> WORK TO DO: Reproduce the following records line for line, with no changes.

(Records from a dataset)
——

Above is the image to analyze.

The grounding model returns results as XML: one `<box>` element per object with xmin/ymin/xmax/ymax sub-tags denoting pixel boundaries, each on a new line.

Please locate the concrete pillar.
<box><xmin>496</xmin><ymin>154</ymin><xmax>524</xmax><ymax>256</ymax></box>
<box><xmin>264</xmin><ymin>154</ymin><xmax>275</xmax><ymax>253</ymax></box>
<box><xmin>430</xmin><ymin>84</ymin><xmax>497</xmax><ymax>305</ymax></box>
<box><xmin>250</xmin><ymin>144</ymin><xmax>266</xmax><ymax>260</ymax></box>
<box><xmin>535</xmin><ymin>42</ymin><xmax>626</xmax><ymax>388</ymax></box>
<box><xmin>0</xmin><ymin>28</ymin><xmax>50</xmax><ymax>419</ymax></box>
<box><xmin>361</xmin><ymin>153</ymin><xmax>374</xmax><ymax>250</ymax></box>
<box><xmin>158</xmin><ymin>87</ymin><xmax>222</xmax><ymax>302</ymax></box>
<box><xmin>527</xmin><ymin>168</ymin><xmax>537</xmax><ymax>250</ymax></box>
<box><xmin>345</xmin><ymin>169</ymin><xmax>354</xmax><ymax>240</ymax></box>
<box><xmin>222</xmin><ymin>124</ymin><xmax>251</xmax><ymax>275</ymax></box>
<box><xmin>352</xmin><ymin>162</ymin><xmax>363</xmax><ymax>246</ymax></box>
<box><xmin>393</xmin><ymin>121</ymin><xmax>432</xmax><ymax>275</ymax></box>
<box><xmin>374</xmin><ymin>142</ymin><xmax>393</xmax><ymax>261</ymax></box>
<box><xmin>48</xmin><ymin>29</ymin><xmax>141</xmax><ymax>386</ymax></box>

——

> EXERCISE RESULT:
Above is the image to analyze.

The grounding model returns results as XML: one `<box>` element per object with xmin/ymin/xmax/ymax sub-tags denoting pixel boundaries, each on a new line.

Please locate the concrete pillar.
<box><xmin>496</xmin><ymin>154</ymin><xmax>524</xmax><ymax>256</ymax></box>
<box><xmin>264</xmin><ymin>154</ymin><xmax>275</xmax><ymax>253</ymax></box>
<box><xmin>430</xmin><ymin>84</ymin><xmax>497</xmax><ymax>305</ymax></box>
<box><xmin>250</xmin><ymin>144</ymin><xmax>266</xmax><ymax>260</ymax></box>
<box><xmin>535</xmin><ymin>42</ymin><xmax>626</xmax><ymax>388</ymax></box>
<box><xmin>0</xmin><ymin>28</ymin><xmax>50</xmax><ymax>419</ymax></box>
<box><xmin>361</xmin><ymin>153</ymin><xmax>374</xmax><ymax>250</ymax></box>
<box><xmin>158</xmin><ymin>87</ymin><xmax>222</xmax><ymax>302</ymax></box>
<box><xmin>527</xmin><ymin>168</ymin><xmax>537</xmax><ymax>250</ymax></box>
<box><xmin>345</xmin><ymin>169</ymin><xmax>354</xmax><ymax>240</ymax></box>
<box><xmin>222</xmin><ymin>124</ymin><xmax>251</xmax><ymax>275</ymax></box>
<box><xmin>352</xmin><ymin>162</ymin><xmax>363</xmax><ymax>246</ymax></box>
<box><xmin>393</xmin><ymin>121</ymin><xmax>432</xmax><ymax>275</ymax></box>
<box><xmin>374</xmin><ymin>142</ymin><xmax>393</xmax><ymax>261</ymax></box>
<box><xmin>48</xmin><ymin>29</ymin><xmax>141</xmax><ymax>386</ymax></box>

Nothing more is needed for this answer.